- **PROBLEM DESCRIPTION**:
Please restate the lines shown below exactly, every one of them.

- **DATA SUPPLIED**:
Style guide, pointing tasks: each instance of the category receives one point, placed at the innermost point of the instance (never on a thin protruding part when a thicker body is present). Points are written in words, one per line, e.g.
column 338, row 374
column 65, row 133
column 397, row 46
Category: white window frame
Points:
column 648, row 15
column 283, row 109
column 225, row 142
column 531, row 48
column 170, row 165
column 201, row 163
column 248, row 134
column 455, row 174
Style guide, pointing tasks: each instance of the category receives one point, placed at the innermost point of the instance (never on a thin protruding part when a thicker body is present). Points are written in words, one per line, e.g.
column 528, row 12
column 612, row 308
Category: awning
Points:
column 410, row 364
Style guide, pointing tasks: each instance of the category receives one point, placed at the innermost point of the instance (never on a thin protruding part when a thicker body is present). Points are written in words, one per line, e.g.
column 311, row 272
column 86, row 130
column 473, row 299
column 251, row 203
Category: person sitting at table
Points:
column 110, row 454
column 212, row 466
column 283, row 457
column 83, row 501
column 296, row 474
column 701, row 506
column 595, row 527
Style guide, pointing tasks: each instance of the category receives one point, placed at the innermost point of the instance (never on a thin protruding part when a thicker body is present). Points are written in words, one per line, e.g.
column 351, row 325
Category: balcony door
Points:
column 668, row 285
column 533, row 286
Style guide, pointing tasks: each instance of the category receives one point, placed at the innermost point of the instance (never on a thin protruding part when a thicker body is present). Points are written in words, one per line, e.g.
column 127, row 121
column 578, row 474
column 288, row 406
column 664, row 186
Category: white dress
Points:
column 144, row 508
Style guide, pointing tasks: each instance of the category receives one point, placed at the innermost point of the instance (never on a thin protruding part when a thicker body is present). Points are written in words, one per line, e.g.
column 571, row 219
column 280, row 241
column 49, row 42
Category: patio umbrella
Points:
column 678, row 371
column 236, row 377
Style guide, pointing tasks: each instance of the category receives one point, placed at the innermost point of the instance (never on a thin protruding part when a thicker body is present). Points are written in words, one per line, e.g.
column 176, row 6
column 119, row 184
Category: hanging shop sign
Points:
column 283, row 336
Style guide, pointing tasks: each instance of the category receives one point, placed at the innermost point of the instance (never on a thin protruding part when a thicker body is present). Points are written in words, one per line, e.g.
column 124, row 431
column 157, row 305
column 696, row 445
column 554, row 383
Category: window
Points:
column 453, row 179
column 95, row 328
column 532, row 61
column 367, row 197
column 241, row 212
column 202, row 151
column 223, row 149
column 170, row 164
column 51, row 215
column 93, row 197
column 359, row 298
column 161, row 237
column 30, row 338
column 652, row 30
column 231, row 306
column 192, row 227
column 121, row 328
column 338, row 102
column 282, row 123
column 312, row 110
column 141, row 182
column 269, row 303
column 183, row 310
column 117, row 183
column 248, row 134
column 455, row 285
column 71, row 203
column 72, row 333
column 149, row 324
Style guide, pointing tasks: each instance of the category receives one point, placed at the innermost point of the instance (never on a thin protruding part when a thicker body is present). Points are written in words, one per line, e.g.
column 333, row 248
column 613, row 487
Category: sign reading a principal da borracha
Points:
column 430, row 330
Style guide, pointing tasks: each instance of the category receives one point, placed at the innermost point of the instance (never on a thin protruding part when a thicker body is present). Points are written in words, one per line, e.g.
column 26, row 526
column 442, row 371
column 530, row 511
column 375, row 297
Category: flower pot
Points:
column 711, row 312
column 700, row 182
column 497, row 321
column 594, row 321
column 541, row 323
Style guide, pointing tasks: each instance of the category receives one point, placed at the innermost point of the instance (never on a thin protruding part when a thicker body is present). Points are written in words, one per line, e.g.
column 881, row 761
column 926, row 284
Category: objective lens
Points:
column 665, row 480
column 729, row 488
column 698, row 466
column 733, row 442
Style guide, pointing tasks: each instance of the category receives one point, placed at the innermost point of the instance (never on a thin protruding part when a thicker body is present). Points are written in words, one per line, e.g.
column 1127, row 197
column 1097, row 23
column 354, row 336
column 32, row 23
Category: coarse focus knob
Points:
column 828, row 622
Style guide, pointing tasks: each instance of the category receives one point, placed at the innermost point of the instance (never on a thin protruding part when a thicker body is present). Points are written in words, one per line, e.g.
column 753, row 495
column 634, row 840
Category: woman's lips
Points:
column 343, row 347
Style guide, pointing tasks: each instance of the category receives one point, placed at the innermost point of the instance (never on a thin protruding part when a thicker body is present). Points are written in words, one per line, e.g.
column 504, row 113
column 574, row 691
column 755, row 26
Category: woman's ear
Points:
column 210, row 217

- **RESPONSE BELOW**:
Style guide, pointing tasks: each instance of the category receives one point, placed at the innermost point of the instance (never on a thin protruding part when a thicker body is present). Points are written in words, one per line, e.g.
column 338, row 374
column 65, row 133
column 397, row 46
Category: white window frame
Points:
column 648, row 15
column 283, row 109
column 225, row 142
column 531, row 48
column 170, row 165
column 201, row 163
column 248, row 134
column 455, row 174
Style guide, pointing tasks: each instance of the category receives one point, placed at the innermost point of the instance (never on a thin protruding part when a thicker body is present). Points are written in words, one per line, e.g.
column 528, row 12
column 612, row 308
Category: awning
Points:
column 410, row 364
Style guide, pointing tasks: each instance of the category receives one point, placed at the innermost point of the instance (never on a thin protruding part when a thicker body is present). Points are written in words, one per line, e.g.
column 311, row 272
column 86, row 130
column 473, row 299
column 251, row 203
Category: person sitting at table
Points:
column 110, row 454
column 212, row 466
column 283, row 457
column 83, row 501
column 296, row 474
column 701, row 506
column 595, row 527
Style guide, pointing tasks: each instance of the category receives one point, placed at the innermost point of the instance (never on a thin protruding part when a thicker body is present). Points are written in words, one per line, e.g.
column 351, row 325
Category: balcony door
Points:
column 668, row 285
column 533, row 286
Style guide, pointing tasks: each instance of the category receives one point, placed at the innermost point of the instance (never on a thin protruding part when a thicker body is present). Points are written in words, one per line, e.g.
column 127, row 121
column 578, row 474
column 288, row 406
column 664, row 186
Category: white dress
Points:
column 144, row 508
Style guide, pointing tasks: each instance of the category receives one point, placed at the innermost point of the instance (never on a thin protruding part when a thicker body is present). Points are written in words, one per line, e.g.
column 571, row 219
column 280, row 241
column 49, row 42
Category: patio umbrella
Points:
column 678, row 371
column 236, row 377
Style guide, pointing tasks: each instance of the category receives one point, placed at the innermost point of the instance (never on a thin protruding part when a thicker body is present). Points are written in words, one per line, e.g.
column 176, row 6
column 119, row 184
Category: hanging shop sign
Points:
column 283, row 336
Style guide, pointing tasks: each instance of the category receives one point, placed at the innermost point of the instance (never on a thin protruding part when a thicker body is present). Points are written in words, one per line, e.g.
column 124, row 431
column 157, row 305
column 696, row 445
column 554, row 383
Category: window
Points:
column 453, row 179
column 95, row 328
column 532, row 61
column 367, row 197
column 241, row 212
column 202, row 151
column 223, row 149
column 170, row 164
column 51, row 215
column 93, row 197
column 359, row 298
column 161, row 237
column 30, row 338
column 652, row 30
column 231, row 306
column 192, row 227
column 121, row 328
column 338, row 102
column 282, row 123
column 312, row 110
column 141, row 182
column 269, row 303
column 183, row 310
column 117, row 183
column 248, row 134
column 455, row 285
column 71, row 203
column 72, row 333
column 149, row 324
Style guide, pointing tasks: each instance of the category receives one point, placed at the innermost point of the instance (never on a thin protruding part when a thicker body is present). Points are written in words, one per line, e.g.
column 333, row 248
column 613, row 487
Category: sign reading a principal da borracha
Points:
column 430, row 330
Style guide, pointing tasks: each instance of the category receives one point, placed at the innermost point of the instance (never on a thin protruding part when a thicker body is present). Points are written in words, one per line, e.g.
column 26, row 526
column 442, row 371
column 530, row 511
column 375, row 297
Category: flower pot
Points:
column 711, row 312
column 700, row 182
column 497, row 321
column 594, row 321
column 541, row 323
Style guide, pointing tasks: each instance of the category receives one point, placed at the innermost point of the instance (never on a thin protruding part when a thicker body is present). Points are written in words, one per line, e.g.
column 881, row 761
column 926, row 284
Category: objective lens
Points:
column 665, row 480
column 729, row 488
column 698, row 466
column 733, row 442
Style guide, pointing tasks: each instance of the category receives one point, placed at the innermost point of the instance (never on a thin protruding part when a thicker body is present). Points are written in words, one per line, e.g.
column 1127, row 197
column 1097, row 23
column 354, row 336
column 32, row 23
Category: coarse focus knob
Points:
column 828, row 622
Style guide, pointing tasks: each instance of the category receives one point, placed at the innermost point of the instance (never on a thin protruding part when a thicker body is present). Points are written in words, one per line, e.g.
column 753, row 495
column 634, row 840
Category: woman's lips
Points:
column 343, row 347
Style guide, pointing tasks: each instance of the category receives one point, placed at the innermost point of the instance (never on a thin protruding part when a thicker body is present). Points are written in words, one per line, e.g.
column 504, row 113
column 574, row 691
column 755, row 26
Category: woman's ear
Points:
column 210, row 217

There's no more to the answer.